BRANO ESTRATTO:
Gli indirizzi sopra richiamati, ove va, pertanto, collocato anche il precedente
giurisprudenziale invocato in seno al reclamo (cfr. Cass. n. 8857/2011), si sono
sviluppati con riferimento al quadro normativo antecedente alle riforme di cui al
d.l. n. 83/2015 e d.l. 59/2016 (e segnatamente, quando l'istituto trovava
applicazione residuale, presupponendo l'infruttuoso esito della vendita con
incanto).
Tali recenti riforme, però, oltre ad avere esteso la portata applicativa dell'istituto
anche al caso, come quello che ci occupa, della vendita senza incanto, hanno
inciso – estendendone la portata – sulla funzione dell'istituto dell'assegnazione
(e non solo).
Resta, conseguentemente, da chiedersi se le modifiche appena richiamate, nella
misura in cui abbiano inciso sulla ratio dell'istituto, possano valere anche quali
chiavi di lettura nella individuazione della natura ordinatoria o perentoria del
termine.
A tal proposito, occorre immediatamente sgomberare il campo dall'assunto che
la perentorietà del termine debba escludersi in assenza di esplicita qualificazione
legislativa.
Infatti, tale obiezione risulta facilmente superata dall'elaborazione
giurisprudenziale condotta dalle Sezioni Unite, le quali hanno avuto modo di
precisare - valorizzando indirizzi già espressi in altre pronunce (Cass. 8 febbraio
2006 n. 2787; 5 marzo 2004 n. 4530 tra le altre) – che, anche laddove il
legislatore non abbia provveduto a qualificare il termine come perentorio o da
osservare a pena di decadenza, la natura perentoria dello stesso possa essere
tratta dalla sua funzione, ammettendo, quindi, che il termine può essere
perentorio anche in assenza di una sua esplicita qualificazione in tal senso (cfr.
Cass. S.U. n. 262/2010).
Ora, tornando al caso di specie, l'interpretazione sistematica delle norme e
l'assunto della eterogeneità dell'istanza di assegnazione rispetto all'offerta di
acquisto (per mancanza di cauzione e di irrevocabilità) porta a ritenere che il
termine a ritroso rispetto alla vendita del cespite pignorato (nel termine di dieci
giorni prima della data dell'udienza fissata per la vendita), persegua la funzione
di rendere l'istanza di assegnazione conoscibile alla platea dei possibili
e successivi offerenti per evitare la lesione del diritto – normativamente sancito
dall'art. 572, comma 3, c.p.c. – dell'offerente che voglia presentare una
offerta inferiore al prezzo base determinato dall'art. 568 c.p.c. o al prezzo
ribassato a seguito dei successivi esperimenti di vendita.
Il deposito anticipato dell'istanza di assegnazione lascerebbe, infatti,
impregiudicato il diritto dell'eventuale presentatore dell'offerta minima di
partecipare nella consapevolezza di una mancata aggiudicazione,
consentendogli, altresì, di valutare – con effetto benefico per la procedura
esecutiva – anche la presentazione di un'offerta pari o superiore – pure di poco
– al prezzo base in funzione della già depositata istanza di assegnazione.

DATI ELENCATI:
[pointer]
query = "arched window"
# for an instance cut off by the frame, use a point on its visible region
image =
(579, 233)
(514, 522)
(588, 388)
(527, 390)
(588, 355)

CONSEGNE DELL'ESERCIZIO:
(a) Riassuma il brano in due frasi.
(b) Indichi se ciascuna delle seguenti affermazioni concorda con il brano, rispondendo sì o no e citando le parole del brano che lo stabiliscono: (i) gli indirizzi giurisprudenziali richiamati si sono formati sotto il quadro normativo anteriore alle recenti riforme; (ii) l'istanza di assegnazione, come l'offerta di acquisto, richiede una cauzione; (iii) in mancanza di esplicita qualificazione legislativa, la perentorietà del termine deve essere esclusa.
I dati sopra riportati non sono necessari per lo svolgimento dell'esercizio.

RISPOSTE FORNITE:
(a) Le riforme di cui al d.l. n. 83/2015 e al d.l. 59/2016 hanno esteso l'istituto dell'assegnazione anche alla vendita senza incanto e ne hanno ampliato la funzione, mentre le Sezioni Unite hanno precisato che un termine può essere perentorio anche senza esplicita qualificazione legislativa, traendone la natura dalla sua funzione. Nel caso di specie, il termine di dieci giorni prima dell'udienza fissata per la vendita serve a rendere l'istanza di assegnazione conoscibile ai possibili offerenti, così da evitare la lesione del diritto di chi voglia presentare un'offerta inferiore al prezzo base.

(b)
(i) Sì: «si sono sviluppati con riferimento al quadro normativo antecedente alle riforme di cui al d.l. n. 83/2015 e d.l. 59/2016».
(ii) No: «eterogeneità dell'istanza di assegnazione rispetto all'offerta di acquisto (per mancanza di cauzione e di irrevocabilità)».
(iii) No: «il termine può essere perentorio anche in assenza di una sua esplicita qualificazione in tal senso».